==== MATERIAL FOR THE TASK ====
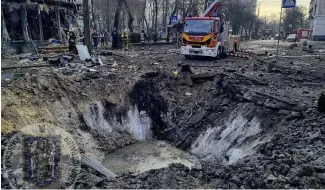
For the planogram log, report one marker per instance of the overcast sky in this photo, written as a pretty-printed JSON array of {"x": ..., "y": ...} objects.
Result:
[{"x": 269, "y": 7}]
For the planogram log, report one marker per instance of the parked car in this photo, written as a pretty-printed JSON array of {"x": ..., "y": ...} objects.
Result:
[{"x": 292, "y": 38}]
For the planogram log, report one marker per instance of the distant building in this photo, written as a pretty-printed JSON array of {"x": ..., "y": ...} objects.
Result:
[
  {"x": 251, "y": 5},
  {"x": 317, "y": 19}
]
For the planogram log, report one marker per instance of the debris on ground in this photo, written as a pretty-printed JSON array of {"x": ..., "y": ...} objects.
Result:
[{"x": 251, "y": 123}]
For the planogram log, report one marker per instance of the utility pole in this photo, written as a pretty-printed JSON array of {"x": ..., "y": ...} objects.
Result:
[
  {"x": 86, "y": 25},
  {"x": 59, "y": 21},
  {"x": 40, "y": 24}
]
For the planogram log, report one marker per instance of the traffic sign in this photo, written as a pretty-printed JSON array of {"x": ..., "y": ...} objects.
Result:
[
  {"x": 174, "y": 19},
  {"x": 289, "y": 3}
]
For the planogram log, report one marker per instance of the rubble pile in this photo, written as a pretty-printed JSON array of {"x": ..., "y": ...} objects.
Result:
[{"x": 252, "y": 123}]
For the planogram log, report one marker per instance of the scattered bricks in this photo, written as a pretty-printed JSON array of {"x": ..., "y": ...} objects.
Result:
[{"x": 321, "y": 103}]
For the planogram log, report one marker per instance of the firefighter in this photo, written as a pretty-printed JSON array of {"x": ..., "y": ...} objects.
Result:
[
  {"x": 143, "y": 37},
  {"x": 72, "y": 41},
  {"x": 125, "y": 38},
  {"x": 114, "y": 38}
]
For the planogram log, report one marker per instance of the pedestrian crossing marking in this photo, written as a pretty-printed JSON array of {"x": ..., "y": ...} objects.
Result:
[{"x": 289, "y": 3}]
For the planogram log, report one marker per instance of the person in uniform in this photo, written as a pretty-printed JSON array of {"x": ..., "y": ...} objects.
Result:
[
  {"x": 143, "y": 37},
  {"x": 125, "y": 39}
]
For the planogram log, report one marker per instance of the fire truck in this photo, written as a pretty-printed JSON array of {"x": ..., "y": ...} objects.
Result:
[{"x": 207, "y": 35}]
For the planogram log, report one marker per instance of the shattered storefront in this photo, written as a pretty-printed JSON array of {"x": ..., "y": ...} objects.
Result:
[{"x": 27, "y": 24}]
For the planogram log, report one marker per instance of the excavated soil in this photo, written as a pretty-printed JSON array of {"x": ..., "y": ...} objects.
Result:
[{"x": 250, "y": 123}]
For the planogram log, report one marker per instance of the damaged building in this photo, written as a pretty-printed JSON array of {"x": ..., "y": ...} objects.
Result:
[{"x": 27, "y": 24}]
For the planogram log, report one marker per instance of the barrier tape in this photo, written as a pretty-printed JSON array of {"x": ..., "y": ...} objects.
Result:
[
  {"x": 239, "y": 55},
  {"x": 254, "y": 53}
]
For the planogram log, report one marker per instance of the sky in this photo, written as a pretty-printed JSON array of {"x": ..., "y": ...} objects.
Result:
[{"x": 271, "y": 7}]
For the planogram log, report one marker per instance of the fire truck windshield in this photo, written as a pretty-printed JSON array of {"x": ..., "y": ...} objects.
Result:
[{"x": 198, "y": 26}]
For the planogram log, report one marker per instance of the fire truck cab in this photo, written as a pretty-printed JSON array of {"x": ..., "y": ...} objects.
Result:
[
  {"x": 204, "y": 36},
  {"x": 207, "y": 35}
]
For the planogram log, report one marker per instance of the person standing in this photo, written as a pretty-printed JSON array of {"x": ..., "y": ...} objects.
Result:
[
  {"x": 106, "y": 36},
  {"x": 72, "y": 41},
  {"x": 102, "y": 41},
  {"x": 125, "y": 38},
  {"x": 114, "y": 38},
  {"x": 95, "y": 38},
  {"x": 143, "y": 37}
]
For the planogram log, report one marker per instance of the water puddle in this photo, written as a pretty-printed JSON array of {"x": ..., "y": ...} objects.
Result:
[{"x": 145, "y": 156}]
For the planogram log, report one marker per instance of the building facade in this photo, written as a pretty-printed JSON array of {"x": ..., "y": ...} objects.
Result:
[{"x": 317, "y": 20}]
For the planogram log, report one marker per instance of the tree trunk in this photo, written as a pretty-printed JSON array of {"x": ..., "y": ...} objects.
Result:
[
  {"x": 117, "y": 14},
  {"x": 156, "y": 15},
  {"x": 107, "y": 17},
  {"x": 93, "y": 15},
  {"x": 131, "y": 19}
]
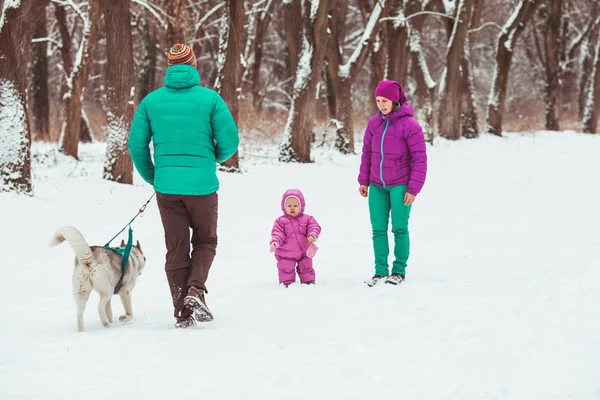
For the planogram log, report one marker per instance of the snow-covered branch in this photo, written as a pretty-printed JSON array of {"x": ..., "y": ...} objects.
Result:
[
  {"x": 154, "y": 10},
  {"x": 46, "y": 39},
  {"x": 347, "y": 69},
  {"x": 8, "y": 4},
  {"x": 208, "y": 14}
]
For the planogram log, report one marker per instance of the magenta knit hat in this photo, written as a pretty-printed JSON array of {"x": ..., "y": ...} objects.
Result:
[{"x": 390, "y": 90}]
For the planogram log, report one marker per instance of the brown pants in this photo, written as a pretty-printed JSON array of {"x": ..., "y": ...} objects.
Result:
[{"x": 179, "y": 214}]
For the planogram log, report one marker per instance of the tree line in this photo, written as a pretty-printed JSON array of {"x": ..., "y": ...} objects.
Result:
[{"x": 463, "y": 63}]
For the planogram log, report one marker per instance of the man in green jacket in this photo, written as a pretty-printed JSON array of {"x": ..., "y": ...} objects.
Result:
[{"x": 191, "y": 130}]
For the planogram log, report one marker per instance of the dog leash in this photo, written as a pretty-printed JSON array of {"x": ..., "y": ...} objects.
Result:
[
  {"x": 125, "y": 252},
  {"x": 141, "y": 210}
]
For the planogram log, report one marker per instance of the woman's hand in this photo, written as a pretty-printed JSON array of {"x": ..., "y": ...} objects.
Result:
====
◆ GIVEN REQUEST:
Transcribe every line in the entries above, taking out only the images.

◆ WORKED ANSWER:
For the planogram log, report one marker per instance of the overcast sky in this photo, written as a pretty-printed JSON array of {"x": ..., "y": ...} objects.
Result:
[{"x": 269, "y": 7}]
For the planogram log, report one marker per instance of the parked car in this photo, written as a pretty-printed JSON array of {"x": ..., "y": ...} objects.
Result:
[{"x": 292, "y": 38}]
For the planogram log, report one marker per instance of the distant building in this photo, written as a pretty-printed JSON array of {"x": ..., "y": ...} objects.
Result:
[
  {"x": 251, "y": 5},
  {"x": 317, "y": 19}
]
For the planogram log, report one marker per instance of the debris on ground in this photo, written as a pretty-printed JSON array of {"x": ..., "y": ...} objects.
Result:
[{"x": 251, "y": 123}]
For the planogram log, report one marker per instance of the utility pole in this photo, written as a pretty-printed JSON array of {"x": ..., "y": ...} objects.
Result:
[
  {"x": 86, "y": 25},
  {"x": 59, "y": 21},
  {"x": 40, "y": 24}
]
For the planogram log, report one marker per instance of the traffic sign in this photo, written as a pretty-printed JSON array of {"x": ..., "y": ...} objects.
Result:
[
  {"x": 174, "y": 19},
  {"x": 289, "y": 3}
]
For the planogram log, report one marker per instance of the rubble pile in this photo, written as a pretty-printed JSON array of {"x": ..., "y": ...} objects.
Result:
[{"x": 252, "y": 123}]
For the planogram log, report one marker per instance of the scattered bricks in this photo, written as a pretty-printed JSON array of {"x": ..., "y": ...} objects.
Result:
[{"x": 321, "y": 103}]
For the planogram log, report one marker per instance of the firefighter in this photo, written as a pretty-printed JSON array of {"x": ..., "y": ...} objects.
Result:
[
  {"x": 143, "y": 37},
  {"x": 72, "y": 41},
  {"x": 125, "y": 38},
  {"x": 114, "y": 38}
]
For the planogram log, report one marker per instance of the pedestrian crossing marking in this photo, written as a pretty-printed JSON array of {"x": ..., "y": ...} objects.
Result:
[{"x": 289, "y": 3}]
For the planogram log, report one marker per instance of the person in uniform in this photo, written as a pretty-printed JSON array of {"x": ..., "y": ...} objects.
Result:
[
  {"x": 143, "y": 37},
  {"x": 125, "y": 39}
]
For the planogram log, report one marker per instance of the fire truck in this photo, written as a pretty-printed JSON array of {"x": ..., "y": ...} objects.
Result:
[{"x": 207, "y": 35}]
For the planogram log, report one marker per instance of the shattered storefront in this photo, written as a pretty-printed JSON array of {"x": ..., "y": ...} objects.
Result:
[{"x": 27, "y": 24}]
For the planogram log, report one marker per instance of the excavated soil in this photo, written as a pretty-printed JSON array of {"x": ..., "y": ...} objects.
Result:
[{"x": 250, "y": 123}]
For the planogram log, report one marker per instance of the damaged building in this photo, written as a pretty-printed JSON array of {"x": ..., "y": ...} objects.
Result:
[{"x": 27, "y": 24}]
For the planogram log, report one marker per instance of the barrier tape in this photo, written as a pretty-printed JSON array of {"x": ..., "y": ...} objects.
Result:
[
  {"x": 239, "y": 55},
  {"x": 254, "y": 53}
]
For the planogram log, report one marker per instance of the sky in this photo, written as a pretty-printed JSON array of {"x": ..., "y": ...} objects.
Result:
[{"x": 271, "y": 7}]
For the planogram log, report one marker per instance of the fire truck windshield in this photo, written as a pretty-printed JSON array of {"x": ..., "y": ...} objects.
Result:
[{"x": 198, "y": 26}]
For the planogram log, report one marker per instance of the fire truck cab in this photo, written as a pretty-printed JSON array of {"x": ..., "y": ...} objects.
Result:
[
  {"x": 204, "y": 36},
  {"x": 207, "y": 35}
]
For the planogram log, report one marker per instance of the person standing in this photo, written as a pretty-printed JSON array of {"x": ..., "y": ...} objects.
Result:
[
  {"x": 106, "y": 36},
  {"x": 72, "y": 41},
  {"x": 102, "y": 41},
  {"x": 125, "y": 38},
  {"x": 114, "y": 38},
  {"x": 95, "y": 38},
  {"x": 143, "y": 37}
]
For the planogram log, report one marker per instance of the water puddle in this photo, written as a pretty-printed JSON array of {"x": ..., "y": ...} objects.
Result:
[{"x": 145, "y": 156}]
For the planogram log, report one marker per instance of the building facade in this photo, written as a pretty-printed JSON array of {"x": ..., "y": ...} objects.
Result:
[{"x": 317, "y": 20}]
For the planogram log, report one marker per instance of the tree trunk in this photo, written as a pretty-printed JSON array of {"x": ..., "y": ...} objects.
Result:
[
  {"x": 117, "y": 14},
  {"x": 156, "y": 15},
  {"x": 107, "y": 17},
  {"x": 93, "y": 15},
  {"x": 131, "y": 19}
]
For the planogram log, report one marker per instance of the snow-covered branch in this photo, written as a pretty-printed JSON array of {"x": ..., "y": ...} objects.
Result:
[
  {"x": 154, "y": 10},
  {"x": 46, "y": 39},
  {"x": 347, "y": 69},
  {"x": 8, "y": 4},
  {"x": 208, "y": 14}
]
For the planogram log, report one marker per instance of the magenta knit hat in this photo, written as a pretty-printed JSON array of {"x": ..., "y": ...} objects.
Result:
[{"x": 390, "y": 90}]
For the planogram log, report one marker per instance of the brown pants in this photo, written as a pretty-printed JSON array of {"x": ..., "y": ...} objects.
Result:
[{"x": 179, "y": 214}]
For the planogram log, report one marker per instance of the tree line in this photo, written as a pretty-printed JSON array of {"x": ..., "y": ...} objects.
Result:
[{"x": 463, "y": 63}]
For the planogram log, report one marker per instance of the man in green jacket in this photo, written as a pretty-printed JSON array of {"x": ..., "y": ...} objects.
Result:
[{"x": 191, "y": 130}]
For the planogram log, report one marker per instance of the dog leash in this photo, written as a pretty-printed JSON array of {"x": ..., "y": ...} objects.
Result:
[
  {"x": 125, "y": 252},
  {"x": 141, "y": 210}
]
For the planogram log, report one marker per instance of the woman's hand in this photo, written as a pretty-printed JSON array of {"x": ..., "y": ...} objects.
Result:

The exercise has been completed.